__INSTRUCTION__. The data below must be copied in full and without any change.

__DATASET ENTRIES__.
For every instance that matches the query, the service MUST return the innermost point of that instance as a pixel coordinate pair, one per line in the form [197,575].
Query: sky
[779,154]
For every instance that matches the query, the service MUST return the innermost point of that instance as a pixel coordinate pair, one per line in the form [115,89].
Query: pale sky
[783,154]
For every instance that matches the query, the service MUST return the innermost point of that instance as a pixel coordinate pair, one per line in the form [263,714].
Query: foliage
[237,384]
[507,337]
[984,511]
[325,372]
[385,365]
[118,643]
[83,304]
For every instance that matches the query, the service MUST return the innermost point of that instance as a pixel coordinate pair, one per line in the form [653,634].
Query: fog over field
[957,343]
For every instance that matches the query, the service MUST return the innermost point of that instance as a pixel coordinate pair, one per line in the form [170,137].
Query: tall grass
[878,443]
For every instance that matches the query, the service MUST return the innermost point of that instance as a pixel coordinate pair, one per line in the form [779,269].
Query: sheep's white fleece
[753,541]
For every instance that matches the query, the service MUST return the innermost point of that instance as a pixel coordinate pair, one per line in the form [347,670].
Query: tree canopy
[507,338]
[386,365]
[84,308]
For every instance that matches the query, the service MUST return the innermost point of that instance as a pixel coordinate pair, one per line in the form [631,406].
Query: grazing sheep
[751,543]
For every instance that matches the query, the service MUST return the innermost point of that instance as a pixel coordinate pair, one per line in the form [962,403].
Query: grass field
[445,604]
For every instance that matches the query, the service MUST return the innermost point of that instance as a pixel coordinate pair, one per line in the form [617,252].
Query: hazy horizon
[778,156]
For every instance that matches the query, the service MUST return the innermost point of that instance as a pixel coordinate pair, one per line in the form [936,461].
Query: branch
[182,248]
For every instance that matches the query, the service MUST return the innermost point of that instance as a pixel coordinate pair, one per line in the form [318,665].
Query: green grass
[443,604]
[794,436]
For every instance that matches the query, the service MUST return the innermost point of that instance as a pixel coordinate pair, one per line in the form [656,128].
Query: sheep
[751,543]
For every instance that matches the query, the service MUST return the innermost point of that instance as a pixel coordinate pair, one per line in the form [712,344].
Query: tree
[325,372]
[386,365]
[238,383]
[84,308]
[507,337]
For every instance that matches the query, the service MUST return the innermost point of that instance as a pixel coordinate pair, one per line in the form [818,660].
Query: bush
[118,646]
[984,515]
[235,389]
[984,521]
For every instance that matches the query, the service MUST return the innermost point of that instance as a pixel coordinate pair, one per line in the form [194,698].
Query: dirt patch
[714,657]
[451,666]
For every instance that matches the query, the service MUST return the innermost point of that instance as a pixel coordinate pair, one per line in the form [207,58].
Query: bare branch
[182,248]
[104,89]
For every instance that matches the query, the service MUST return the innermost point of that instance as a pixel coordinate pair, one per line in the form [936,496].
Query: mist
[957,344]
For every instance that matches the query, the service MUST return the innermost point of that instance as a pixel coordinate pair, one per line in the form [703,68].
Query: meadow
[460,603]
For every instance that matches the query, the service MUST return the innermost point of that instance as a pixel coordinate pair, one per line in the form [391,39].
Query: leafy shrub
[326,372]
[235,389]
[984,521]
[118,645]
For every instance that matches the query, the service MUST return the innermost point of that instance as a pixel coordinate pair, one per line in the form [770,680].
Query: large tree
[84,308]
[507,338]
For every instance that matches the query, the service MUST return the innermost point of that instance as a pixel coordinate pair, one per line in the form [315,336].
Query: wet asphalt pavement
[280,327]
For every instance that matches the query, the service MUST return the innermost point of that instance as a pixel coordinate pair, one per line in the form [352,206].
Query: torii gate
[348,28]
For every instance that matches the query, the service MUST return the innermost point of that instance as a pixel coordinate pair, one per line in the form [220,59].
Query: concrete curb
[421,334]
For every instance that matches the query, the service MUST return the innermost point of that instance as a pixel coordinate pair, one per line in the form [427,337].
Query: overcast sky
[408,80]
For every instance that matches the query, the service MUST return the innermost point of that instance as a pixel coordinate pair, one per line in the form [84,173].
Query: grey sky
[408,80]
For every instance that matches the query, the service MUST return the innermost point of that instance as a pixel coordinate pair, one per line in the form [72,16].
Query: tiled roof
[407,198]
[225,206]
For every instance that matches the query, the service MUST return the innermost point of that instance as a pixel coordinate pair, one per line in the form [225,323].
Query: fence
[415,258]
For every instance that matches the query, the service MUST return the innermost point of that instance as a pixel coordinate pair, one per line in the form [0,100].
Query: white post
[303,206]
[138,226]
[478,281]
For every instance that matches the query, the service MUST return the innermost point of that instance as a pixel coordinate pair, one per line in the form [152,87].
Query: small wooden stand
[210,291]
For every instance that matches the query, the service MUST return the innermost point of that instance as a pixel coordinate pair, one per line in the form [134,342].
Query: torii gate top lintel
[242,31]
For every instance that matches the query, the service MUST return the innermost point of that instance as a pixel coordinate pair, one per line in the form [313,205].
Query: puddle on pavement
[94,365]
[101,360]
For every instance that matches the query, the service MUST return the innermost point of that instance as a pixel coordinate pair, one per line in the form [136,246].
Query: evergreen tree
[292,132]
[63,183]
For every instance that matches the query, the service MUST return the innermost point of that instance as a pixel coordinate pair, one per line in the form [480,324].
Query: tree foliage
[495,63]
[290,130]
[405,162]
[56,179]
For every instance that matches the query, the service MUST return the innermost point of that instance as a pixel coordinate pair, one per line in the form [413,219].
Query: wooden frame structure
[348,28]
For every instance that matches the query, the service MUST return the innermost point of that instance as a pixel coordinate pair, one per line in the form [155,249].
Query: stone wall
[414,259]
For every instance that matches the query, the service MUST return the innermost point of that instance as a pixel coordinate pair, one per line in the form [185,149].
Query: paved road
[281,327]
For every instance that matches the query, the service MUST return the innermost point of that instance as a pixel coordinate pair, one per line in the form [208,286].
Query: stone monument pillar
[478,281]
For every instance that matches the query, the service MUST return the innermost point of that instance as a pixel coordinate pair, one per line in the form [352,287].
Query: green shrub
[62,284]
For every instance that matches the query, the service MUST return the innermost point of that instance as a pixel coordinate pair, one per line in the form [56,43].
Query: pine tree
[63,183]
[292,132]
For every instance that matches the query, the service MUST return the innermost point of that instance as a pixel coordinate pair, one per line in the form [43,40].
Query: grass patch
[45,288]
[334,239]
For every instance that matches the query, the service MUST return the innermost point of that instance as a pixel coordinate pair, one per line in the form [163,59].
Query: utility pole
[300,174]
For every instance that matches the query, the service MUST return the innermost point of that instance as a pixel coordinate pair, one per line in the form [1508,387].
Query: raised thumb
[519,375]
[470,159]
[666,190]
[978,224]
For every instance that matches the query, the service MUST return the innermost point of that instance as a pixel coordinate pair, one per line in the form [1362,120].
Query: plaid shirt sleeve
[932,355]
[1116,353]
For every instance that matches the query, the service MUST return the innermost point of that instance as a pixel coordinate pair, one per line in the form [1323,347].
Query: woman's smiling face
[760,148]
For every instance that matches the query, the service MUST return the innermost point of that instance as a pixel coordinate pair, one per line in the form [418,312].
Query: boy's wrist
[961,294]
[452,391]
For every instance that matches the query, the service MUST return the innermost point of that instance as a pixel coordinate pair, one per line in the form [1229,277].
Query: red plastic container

__SOLVED EXERCISE__.
For every instance that matches the query, the service MUST return the innermost point of that instance as a pixel coordinate pair, one per line in the form [197,575].
Query: sky
[779,154]
For every instance that matches the query, the service MUST return the innermost point of that instance as a pixel coordinate pair, one per line in the form [115,89].
Query: pale sky
[783,154]
For every instance that matches the query, the service MUST return the innermost point of that instance as a pixel coordinate pair, one per line in the form [263,714].
Query: foliage
[237,384]
[507,337]
[984,511]
[325,372]
[385,365]
[118,643]
[83,304]
For every instance that matches the query, the service MUST return the innermost point of that instance as a pixel coordinate pair, one per line in the form [653,634].
Query: fog over field
[957,343]
For every instance that matches the query, the service MUST return the innermost point of that instance as a pixel coordinate pair, one per line in the form [170,137].
Query: tall grass
[878,443]
For every instance that matches the query, the service MUST return the innermost point of that instance as a pixel coordinate pair, one per line in the form [779,269].
Query: sheep's white fleece
[753,541]
For every instance that matches the query, the service MUST return the innermost point of that instance as a pixel coordinate pair, one per line in the form [347,670].
Query: tree canopy
[507,338]
[386,365]
[84,308]
For every instance that matches the query, the service MUST return the innermost point of that instance as a pixel coordinate pair, one per line in the form [631,406].
Query: grazing sheep
[751,543]
For every instance that matches the query, the service MUST return the innermost point of that instance as a pixel coordinate pair, one per line in the form [962,403].
Query: grass field
[445,604]
For every instance that matches the query, the service MUST return the innermost point of that instance as a pixel coordinate pair, one per line in the form [617,252].
Query: hazy horizon
[778,156]
For every instance that matches the query, the service MUST return the innermost point of that instance as a pixel coordinate pair, one per line in the form [936,461].
Query: branch
[182,248]
For every instance that matches the query, the service MUST return the innermost point of that instance as a pixel coordinate pair, one per line in the form [318,665].
Query: green grass
[443,604]
[794,436]
For every instance that matches the query, the service MUST return the innermost point of that instance as a pixel coordinate pair, one per line in the form [656,128].
Query: sheep
[751,543]
For every instance that matches the query, the service MUST return the innermost point of that instance as a pixel coordinate pair, one per line in the form [712,344].
Query: tree
[325,372]
[386,365]
[238,383]
[84,308]
[507,337]
For every instance that matches the query, the service MUST return the innermost point of that instance as a pixel coordinate pair, one per line in the form [818,660].
Query: bush
[118,646]
[984,515]
[235,389]
[984,521]
For every instance that matches the query, the service MUST return the innermost point of that instance as a pixel coordinate pair, one per line in the form [194,698].
Query: dirt patch
[714,657]
[451,666]
For every instance that matches the query, the service MUST return the innermost point of that instance as a pixel coordinate pair, one per line in the form [207,58].
Query: bare branch
[182,248]
[104,89]
For every instance that matches the query, the service MUST return the innermost point of that instance as a pixel coordinate pair, one per line in the form [936,496].
Query: mist
[957,344]
For every instance that matches the query, the service MUST return the innermost point of that instance as a pixel coordinate pair, one per line in the form [703,68].
Query: meadow
[460,603]
For every instance that matches the query, the service MUST return the innermost point of that instance as a pixel coordinate pair, one per line in the form [391,39].
Query: leafy shrub
[326,372]
[235,389]
[984,521]
[118,645]
For every instance that matches the query, the service MUST return the innermost point of that instance as a pixel coordinate pair, one per line in the form [770,680].
Query: large tree
[84,308]
[507,338]
For every instance that matches the query, the service MUST return the innermost point of that instance as a pixel coordinate pair, one per line in the form [315,336].
Query: wet asphalt pavement
[280,327]
For every instance that matches the query, the service MUST return the innermost point of that instance as a pixel coordinate pair, one per line in the form [352,206].
Query: torii gate
[348,28]
For every instance that matches the query, the service MUST return the innermost point of that instance as a pixel coordinate pair, one per line in the form [220,59].
Query: concrete curb
[421,334]
For every instance that matches the query, the service MUST return the innermost point of that instance as a pixel coordinate pair, one per line in the form [427,337].
Query: overcast sky
[408,80]
For every instance that matches the query, the service MUST return the innermost point of that instance as a pixel coordinate pair, one per line in the form [84,173].
Query: grey sky
[408,80]
For every instance that matches the query, the service MUST return the innermost point of that instance as a pixel coordinate pair, one per line in the form [72,16].
Query: tiled roof
[407,198]
[225,206]
For every instance that matches the query, the service MUST return the innermost point of that instance as a pixel coordinate pair, one per line in the form [225,323].
Query: fence
[415,258]
For every instance that matches the query, the service MUST return the innermost point of that instance as a pixel coordinate pair, one per line in the form [0,100].
Query: white post
[303,206]
[138,226]
[478,281]
For every instance that matches the query, the service MUST return the innermost point of that instance as a pixel coordinate pair, one per line in the form [152,87].
Query: small wooden stand
[210,291]
For every instance that matches the query, the service MUST return the innermost point of that instance as a pixel coordinate pair, one per line in the form [134,342].
Query: torii gate top lintel
[242,31]
For every instance that matches the query, the service MUST return the innermost point of that instance as a pixel coordinate pair, one per line in the form [313,205].
Query: puddle on pavement
[94,365]
[101,360]
For every instance that matches the query, the service MUST return the innermost point of that instance as a pixel coordinate pair, one per line in the form [136,246].
Query: evergreen tree
[292,132]
[63,183]
For every instance that matches the query, the service MUST return the innermost point of that instance as a pixel coordinate pair, one per line in the form [480,324].
Query: tree foliage
[495,63]
[290,130]
[405,162]
[56,179]
For every instance that matches the query, the service MUST return the innermost point of that instance as a pixel coordinate pair, one per line in the form [413,219].
Query: wooden frame structure
[348,28]
For every instance that matches the query, the service MUST return the innermost point of that instance as a pixel coordinate pair, one per line in the form [155,249].
Query: stone wall
[414,259]
For every instance that matches the query, the service MUST return the innermost point of that instance as a pixel coordinate pair, one per line in the form [185,149].
Query: paved road
[281,327]
For every instance that matches the query, the service MUST return the innermost point of that instance as a pixel coordinate pair, one per line in the form [208,286].
Query: stone monument pillar
[478,281]
For every instance that matches the query, the service MUST return the innermost point of that instance as a pixel coordinate pair, one per line in the form [352,287].
Query: green shrub
[62,284]
For every instance that matches the query, the service MUST return the innermost point of that instance as a pixel coordinate pair, one per line in the form [56,43].
Query: pine tree
[63,183]
[292,132]
For every instance that matches the query, the service MUST return the innermost point of that instance as a pixel coordinate pair, one per line in the form [43,40].
Query: grass patch
[45,288]
[334,239]
For every instance that matches the query, the service MUST return the innermost point of that instance as a pixel coordinate pair, one per line in the form [163,59].
Query: utility pole
[300,174]
For every instance that matches the query, the service MUST return the innermost point of that instance as a pixel coordinate pair, one per line in the form [1508,387].
Query: raised thumb
[519,375]
[470,159]
[666,190]
[978,224]
For every instance that matches the query, the service MUST return the innermost point of that instance as a pixel coordinate pair, one per line in the form [1362,120].
Query: plaid shirt sleeve
[932,355]
[1116,353]
For every instance that matches the query, the service MUST return the innermost point of that instance as a pixel coordinate pair, one per line in the form [1323,347].
Query: woman's smiling face
[760,148]
For every instance that matches the query, the service MUST return the innermost point of that instance as a pixel coordinate pair, one per line in the form [418,312].
Query: boy's wrist
[961,294]
[452,391]
For every instance that matches the query, the service MUST return the innermost point of that instance as a pixel coordinate pair, one per line in the form [1229,277].
Query: red plastic container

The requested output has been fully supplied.